++++ Given records
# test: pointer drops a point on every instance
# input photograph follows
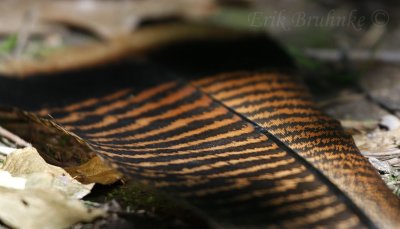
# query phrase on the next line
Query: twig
(19, 141)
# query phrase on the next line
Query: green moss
(8, 45)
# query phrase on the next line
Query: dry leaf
(29, 164)
(40, 208)
(95, 171)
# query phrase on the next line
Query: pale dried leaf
(39, 208)
(29, 164)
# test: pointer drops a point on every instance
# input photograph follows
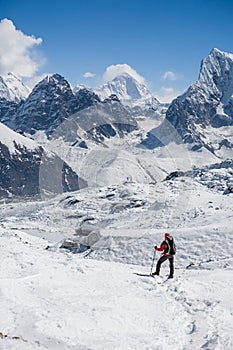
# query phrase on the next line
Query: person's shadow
(142, 274)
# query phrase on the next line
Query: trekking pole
(152, 265)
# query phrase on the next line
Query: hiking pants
(171, 262)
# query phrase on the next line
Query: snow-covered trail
(56, 300)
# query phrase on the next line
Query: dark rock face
(28, 172)
(208, 102)
(51, 102)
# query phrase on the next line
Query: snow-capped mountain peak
(12, 88)
(128, 90)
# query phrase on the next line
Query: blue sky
(161, 41)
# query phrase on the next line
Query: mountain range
(201, 118)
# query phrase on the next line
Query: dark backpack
(170, 246)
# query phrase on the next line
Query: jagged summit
(128, 90)
(208, 103)
(12, 88)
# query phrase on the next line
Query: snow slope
(53, 298)
(12, 88)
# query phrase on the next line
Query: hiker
(168, 248)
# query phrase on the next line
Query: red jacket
(161, 248)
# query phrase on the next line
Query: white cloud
(169, 75)
(15, 51)
(114, 70)
(89, 75)
(166, 95)
(35, 80)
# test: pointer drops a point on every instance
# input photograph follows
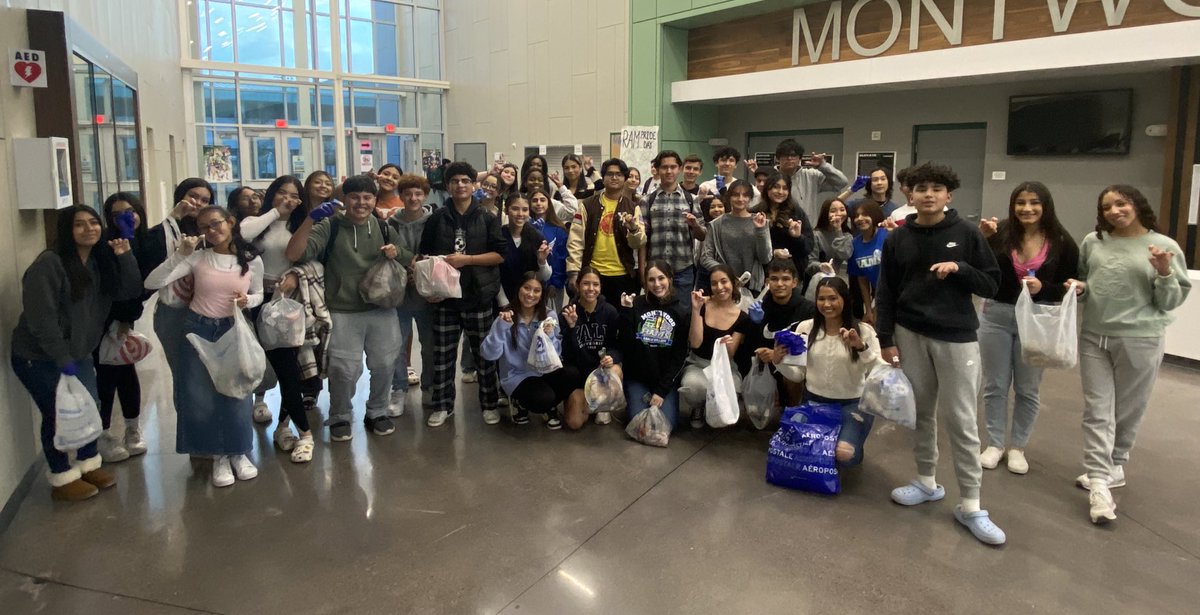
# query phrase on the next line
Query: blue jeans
(41, 378)
(637, 399)
(1000, 347)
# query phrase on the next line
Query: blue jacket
(514, 356)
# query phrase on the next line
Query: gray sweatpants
(1119, 376)
(945, 381)
(373, 333)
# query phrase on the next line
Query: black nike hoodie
(911, 294)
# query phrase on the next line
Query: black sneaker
(340, 431)
(379, 425)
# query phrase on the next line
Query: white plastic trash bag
(384, 284)
(888, 394)
(1049, 338)
(543, 354)
(721, 400)
(281, 324)
(235, 362)
(436, 279)
(76, 417)
(760, 392)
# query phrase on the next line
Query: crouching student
(348, 243)
(66, 296)
(781, 309)
(654, 342)
(1132, 279)
(508, 344)
(589, 341)
(928, 323)
(714, 318)
(841, 352)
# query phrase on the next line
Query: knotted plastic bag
(384, 284)
(888, 394)
(235, 362)
(76, 417)
(281, 324)
(802, 453)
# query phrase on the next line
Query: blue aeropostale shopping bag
(802, 453)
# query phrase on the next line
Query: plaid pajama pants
(449, 323)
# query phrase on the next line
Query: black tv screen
(1074, 124)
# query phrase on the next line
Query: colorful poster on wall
(217, 165)
(639, 145)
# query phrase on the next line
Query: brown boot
(100, 478)
(73, 491)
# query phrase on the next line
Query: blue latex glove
(125, 224)
(861, 183)
(324, 210)
(756, 314)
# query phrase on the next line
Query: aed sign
(27, 67)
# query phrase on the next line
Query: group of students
(646, 284)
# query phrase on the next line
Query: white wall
(535, 72)
(1074, 181)
(154, 53)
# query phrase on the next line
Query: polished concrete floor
(471, 518)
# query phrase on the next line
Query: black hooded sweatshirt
(910, 294)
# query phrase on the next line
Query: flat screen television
(1073, 124)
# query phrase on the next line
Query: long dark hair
(780, 215)
(539, 309)
(244, 250)
(78, 274)
(111, 231)
(1011, 233)
(847, 312)
(665, 267)
(1141, 206)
++++++++
» Work to do
Without including any pictures, please restate all the records exactly.

» The output
# test: pointer drops a point on every instance
# input photograph follows
# query phrase on the next line
Query: twig
(19, 141)
# query phrase on the next line
Query: green moss
(8, 45)
# query phrase on the next line
Query: dry leaf
(29, 164)
(40, 208)
(95, 171)
# query phrase on the next line
Query: pale dried leaf
(39, 208)
(29, 164)
# test: pointer drops a point on every instance
# input photograph follows
# query phrase on the next line
Query: person's shadow
(142, 274)
# query phrase on the next line
Query: trekking pole
(152, 265)
# query phrase on the next line
Query: hiking pants
(171, 262)
# query phrase on the next line
Query: snow-covered trail
(56, 300)
# query phrase on the next line
Query: dark rock face
(28, 172)
(208, 102)
(51, 102)
# query phrase on the next line
Query: snow-capped mountain peak
(12, 88)
(128, 90)
# query phrase on the next line
Query: blue sky
(161, 41)
# query phrase on the next line
Query: mountain range
(201, 118)
# query phrase on the next line
Query: dark backpack
(170, 246)
# query phrase on the next line
Query: jagged summit
(128, 90)
(208, 103)
(12, 88)
# query phrase on the next line
Query: snow slope
(53, 298)
(12, 88)
# query phrase on the next line
Query: hiker
(168, 248)
# query phrase on the next line
Query: red jacket
(161, 248)
# query phrase on the next line
Query: white cloud
(169, 75)
(15, 51)
(114, 70)
(89, 75)
(166, 95)
(35, 80)
# test: pointer drops a point on every instance
# input photograph follows
# query phrase on the next line
Query: blue jeans
(41, 378)
(637, 399)
(1000, 347)
# query phrase on the next line
Query: blue jacket
(514, 356)
# query phrase on the next line
Query: gray sweatpants
(1119, 376)
(945, 381)
(373, 333)
# query phrase on the next line
Query: black nike hoodie
(911, 294)
# query phrase on the next line
Query: black sneaker
(340, 431)
(379, 425)
# query phrase on the next line
Query: white plastic trash bag
(384, 284)
(888, 394)
(1049, 338)
(543, 354)
(721, 400)
(281, 324)
(235, 362)
(436, 279)
(76, 417)
(760, 392)
# query phrase on the next line
Query: crouching student
(348, 243)
(66, 296)
(781, 309)
(654, 342)
(1132, 279)
(508, 344)
(589, 341)
(928, 323)
(714, 318)
(841, 352)
# query phrase on the next line
Query: knotted plastic bag
(384, 284)
(888, 394)
(235, 362)
(76, 417)
(281, 324)
(802, 453)
# query phrase on the next line
Query: blue aeropostale shopping bag
(802, 453)
# query phrase on the next line
Query: plaid pajama pants
(449, 323)
# query phrase on the next line
Query: black tv screen
(1074, 124)
# query phrase on the next line
Query: colorful poster on wall
(217, 165)
(639, 145)
# query phrase on the next line
Query: brown boot
(100, 478)
(73, 491)
# query phrase on the next line
Query: blue latex glove
(125, 224)
(861, 183)
(324, 210)
(756, 314)
# query phrase on the next line
Query: aed sign
(27, 67)
# query phrase on the next line
Query: group of students
(646, 284)
# query phrase on the next line
Query: white wall
(535, 72)
(1074, 181)
(154, 53)
# query phrase on the next line
Query: polished concrete floor
(471, 518)
# query phrase on the next line
Query: black hooded sweatshirt
(910, 294)
# query phrase on the next line
Query: flat screen television
(1073, 124)
# query phrase on the next line
Query: long dark hair
(780, 215)
(539, 309)
(244, 250)
(78, 274)
(111, 231)
(1011, 233)
(847, 312)
(665, 267)
(1141, 206)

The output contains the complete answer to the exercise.